→ EXCERPTED PASSAGE:
:::::

[Date Prev][Date Next] [Chronological] [Thread] [Top]

Re: Database deadlock when adding new entry



On 6/20/06, Aleksandar Milivojevic <alex@milivojevic.org> wrote:
Hi,

I'm experiencing database deadlocks when adding new entry into the
directory.  In short, all works fine for some time, than I attempt to
add new entry into the directory, and LDAP server (slapd) simply
hangs.

If this is not associated with a restart, it sounds like you are hitting the default DB library cache size

 I'm still able to bind to the server, however any operation
after that (read or write) will simply hang.  If I restart slapd, it
hangs while initializing bdb (DB4) backend and never starts listening
on network port.  These are the last entries in log files before slapd
hangs on restart:

Jun 19 11:03:40 ldap1 slapd[20331]: bdb_initialize: Sleepycat
Software: Berkeley DB 4.2.52: (December  3, 2003)
Jun 19 11:03:40 ldap1 slapd[20331]: bdb_db_init: Initializing BDB database

The only way to get out of this that I found so far is to stop slapd,
remove all database files in /var/lib/ldap directory, start slapd and
use ldapadd to readd all the old entries back.

Running 'db_recover -h /var/lib/ldap' would most likely fix this specific problem.

 If I attempt to add
same entry again, it hangs again.  However, if the same entry is added
using ldapadd with all the old entries, it works!?

I've attempted to reproduce the problem on my testing box.  If I use
ldapadd to add all the old entries (like the way I was reinitializing
database on production box), and than add the new entry, all works
fine.  If I copy the raw database files directly from the production
box, than slapd hangs on startup just like the production box.  So my
guess is that something in the database files got corrupted.

No, they are not corrupt, the database was shutdown uncleanly, and you have not recovered it, and Red Hat's init script does not do it for you, and the version your sitting with does not do automatic database recovery.

(When a filesystem needs to be checked, you don't say it is corrupt
just because you haven't run fsck ..).

The only difference between production and testing box is that
production box is replicated (using syncrepl).  Replication is one
way, all updates are done on the master (the one that hangs), and
slaves (which are read-only) pull the changes.  When the master hangs,
I'm still able to read out data from slaves.

But, eventually they will exhibit the same behaviour.

:::::

→ WHAT YOU SHOULD DO:
Copy the part of the LDAP deadlock thread starting with "Jun 19 11:03:40 ldap1 slapd[20331]: bdb_initialize: Sleepycat" and going on through "entries, it works!?", word for word. The data after this point comes from a separate source and has no connection to the LDAP deadlock thread.

→ DATASET CONTENT:
:::::

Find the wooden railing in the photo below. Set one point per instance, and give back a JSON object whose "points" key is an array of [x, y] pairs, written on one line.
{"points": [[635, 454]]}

:::::

→ SOLVED EXERCISE:
Jun 19 11:03:40 ldap1 slapd[20331]: bdb_initialize: Sleepycat
Software: Berkeley DB 4.2.52: (December  3, 2003)
Jun 19 11:03:40 ldap1 slapd[20331]: bdb_db_init: Initializing BDB database

The only way to get out of this that I found so far is to stop slapd,
remove all database files in /var/lib/ldap directory, start slapd and
use ldapadd to readd all the old entries back.

Running 'db_recover -h /var/lib/ldap' would most likely fix this specific problem.

 If I attempt to add
same entry again, it hangs again.  However, if the same entry is added
using ldapadd with all the old entries, it works!?